(Stored data entries)
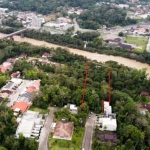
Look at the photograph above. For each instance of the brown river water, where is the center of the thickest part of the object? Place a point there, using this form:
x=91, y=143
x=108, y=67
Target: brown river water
x=92, y=56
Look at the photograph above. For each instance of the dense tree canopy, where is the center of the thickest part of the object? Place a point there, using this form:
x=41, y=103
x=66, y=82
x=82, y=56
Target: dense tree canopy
x=63, y=84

→ WORK TO BE COMPLETED
What you return should be the entries from above, unchanged and without their images.

→ ANSWER BOX
Look at the photograph above. For each instance of the brown river water, where is the center of the thickest part of the object? Place a point there, using this form:
x=91, y=143
x=108, y=67
Target: brown river water
x=92, y=56
Look at the photograph above. For each instance of the dense tree canopy, where is the center of the thickest part of the object? Place a point there, using this form:
x=41, y=103
x=66, y=82
x=82, y=56
Target: dense tree canopy
x=63, y=84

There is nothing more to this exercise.